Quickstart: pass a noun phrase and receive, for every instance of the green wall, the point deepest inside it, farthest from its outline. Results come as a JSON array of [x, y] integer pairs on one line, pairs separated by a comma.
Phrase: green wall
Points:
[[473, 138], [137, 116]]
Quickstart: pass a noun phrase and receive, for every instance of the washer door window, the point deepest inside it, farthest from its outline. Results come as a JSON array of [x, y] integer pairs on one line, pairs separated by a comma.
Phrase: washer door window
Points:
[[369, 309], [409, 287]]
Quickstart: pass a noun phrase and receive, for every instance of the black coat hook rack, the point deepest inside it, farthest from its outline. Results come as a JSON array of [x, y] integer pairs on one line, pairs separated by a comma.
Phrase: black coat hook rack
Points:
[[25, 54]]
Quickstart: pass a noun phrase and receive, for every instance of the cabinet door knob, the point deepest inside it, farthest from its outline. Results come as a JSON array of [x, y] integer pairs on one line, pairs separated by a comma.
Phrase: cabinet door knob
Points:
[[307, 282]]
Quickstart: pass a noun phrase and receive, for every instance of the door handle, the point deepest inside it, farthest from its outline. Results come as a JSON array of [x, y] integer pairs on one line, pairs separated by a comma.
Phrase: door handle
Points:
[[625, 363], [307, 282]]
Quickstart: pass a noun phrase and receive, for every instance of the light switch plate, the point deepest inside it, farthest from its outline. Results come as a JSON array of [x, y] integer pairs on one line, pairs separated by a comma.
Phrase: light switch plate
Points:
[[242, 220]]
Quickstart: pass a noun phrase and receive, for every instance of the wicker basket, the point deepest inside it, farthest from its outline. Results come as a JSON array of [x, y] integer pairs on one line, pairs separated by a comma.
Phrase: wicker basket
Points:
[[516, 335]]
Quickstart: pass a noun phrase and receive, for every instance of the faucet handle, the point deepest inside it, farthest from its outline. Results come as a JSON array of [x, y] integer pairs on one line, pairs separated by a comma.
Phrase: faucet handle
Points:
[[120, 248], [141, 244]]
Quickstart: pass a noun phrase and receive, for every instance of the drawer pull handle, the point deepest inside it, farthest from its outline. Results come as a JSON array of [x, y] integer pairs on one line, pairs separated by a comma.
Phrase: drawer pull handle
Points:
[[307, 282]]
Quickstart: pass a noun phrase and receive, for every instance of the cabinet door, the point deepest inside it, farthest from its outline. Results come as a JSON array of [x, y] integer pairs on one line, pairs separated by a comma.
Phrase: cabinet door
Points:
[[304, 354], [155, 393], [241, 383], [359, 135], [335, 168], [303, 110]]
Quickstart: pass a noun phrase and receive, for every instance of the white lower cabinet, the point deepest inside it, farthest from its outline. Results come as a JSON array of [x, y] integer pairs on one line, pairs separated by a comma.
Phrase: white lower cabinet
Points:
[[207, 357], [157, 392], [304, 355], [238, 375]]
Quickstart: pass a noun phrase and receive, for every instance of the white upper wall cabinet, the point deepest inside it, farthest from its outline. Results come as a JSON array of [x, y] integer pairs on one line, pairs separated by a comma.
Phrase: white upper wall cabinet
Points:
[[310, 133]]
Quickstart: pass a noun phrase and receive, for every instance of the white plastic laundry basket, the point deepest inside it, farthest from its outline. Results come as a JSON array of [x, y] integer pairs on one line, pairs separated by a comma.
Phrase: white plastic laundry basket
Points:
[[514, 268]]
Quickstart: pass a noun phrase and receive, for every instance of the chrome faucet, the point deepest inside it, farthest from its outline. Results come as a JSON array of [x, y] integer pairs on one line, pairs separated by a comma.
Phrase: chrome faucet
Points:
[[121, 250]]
☆ ☆ ☆ ☆ ☆
### Written instruction
Make an exact copy of every line of the listing above.

### Task result
Quickstart: pass a noun phrase and receive, for every instance of the green wall, the point deepest inside it, farthest from its outline. Results come as a JSON array of [x, y] integer pairs on one line, pairs separated by a comma.
Phrase: green wall
Points:
[[473, 138], [137, 116]]
Quickstart: pass a noun phrase and receive, for every instance of the washer door window, the point deepest inside it, farthest from its outline. Results come as a JSON array of [x, y] integer pairs on one line, pairs separated by a comma.
Phrase: washer door window
Points:
[[369, 309], [409, 287]]
Quickstart: pass a noun phrase and receive, for every instance of the black coat hook rack, the point deepest inside it, farthest from its outline. Results come as a JSON array of [x, y] integer pairs on one line, pairs separated by a comma.
Phrase: black coat hook rack
Points:
[[25, 54]]
Quickstart: pass a noun phrase and receive, for every instance of the cabinet door knob, the point deepest inside it, farthest from its outline. Results come as a JSON array of [x, y] integer pairs on one line, pairs separated by a comma.
Phrase: cabinet door knob
Points:
[[307, 282]]
Quickstart: pass a noun phrase and receive, for every instance of the door handle, the point deepest inside it, farthest from its outline. Results come as a JSON array of [x, y] integer pairs on one line, pairs separated by a comma.
Phrase: door handle
Points:
[[625, 363], [307, 282]]
Quickstart: pass a noun phrase and receive, for every instance of the light switch plate, the point deepest inside it, farthest from its outline. Results come as a JSON array of [x, y] integer pairs on one line, pairs separated by a comma.
Phrase: light switch plate
Points:
[[242, 220]]
Quickstart: pass a noun phrase and receive, for every instance of the wicker basket, the point deepest inside it, farthest from its outline. Results come as a JSON array of [x, y] integer pairs on one line, pairs separated by a comma.
Phrase: wicker basket
Points:
[[516, 335]]
Quickstart: pass a noun phrase and receive, for every instance of the faucet handle, the point deepest inside it, farthest from its outline. Results come as a JSON array of [x, y] integer pairs on one line, pairs separated by a comma.
Phrase: faucet handle
Points:
[[120, 248], [141, 244]]
Quickstart: pass a noun phrase and receive, for every instance of the drawer pull handle, the point deepest inside it, farthest from its outline. Results come as a JSON array of [x, y] integer pairs on one line, pairs separated by a comma.
Phrase: drawer pull handle
Points:
[[307, 282]]
Quickstart: pass a noun phrase and receive, for every instance of the cabinet door, the point deepest inside it, farthest from its outline. Results come as a JSON array of [x, y] integer pairs on one line, pairs separated by a comma.
Phrase: cabinet door
Points:
[[304, 354], [155, 393], [241, 383], [359, 135], [335, 168], [303, 110]]
Quickstart: pass a noun phrase and receive, for every instance of the white lower cabinet, the point deepest inside it, farthest from its outline. Results come as a JSON array of [x, y] integer pairs on one line, pairs separated by a comma.
Phrase: white lower cabinet
Points:
[[207, 357], [157, 392], [304, 355], [238, 375]]
Quickstart: pass a noun phrase and receive, for every instance of the white upper wall cabinet, the point deepest inside it, farthest from its outline. Results come as a JSON array of [x, y] integer pairs on one line, pairs separated by a comma.
Phrase: white upper wall cabinet
Points:
[[310, 133]]
Quickstart: pass a noun phrase and receive, for every instance of the white plastic laundry basket, the point deepest inside it, farthest from its outline. Results come as a JSON array of [x, y] integer pairs on one line, pairs separated by a comma.
Phrase: white plastic laundry basket
Points:
[[514, 268]]
Quickstart: pass a noun phrase and receive, for every instance of the chrome faucet, the point deepest inside it, farthest from its outline. Results come as a JSON array of [x, y] integer pairs on one line, pairs separated by a comma.
Phrase: chrome faucet
Points:
[[121, 250]]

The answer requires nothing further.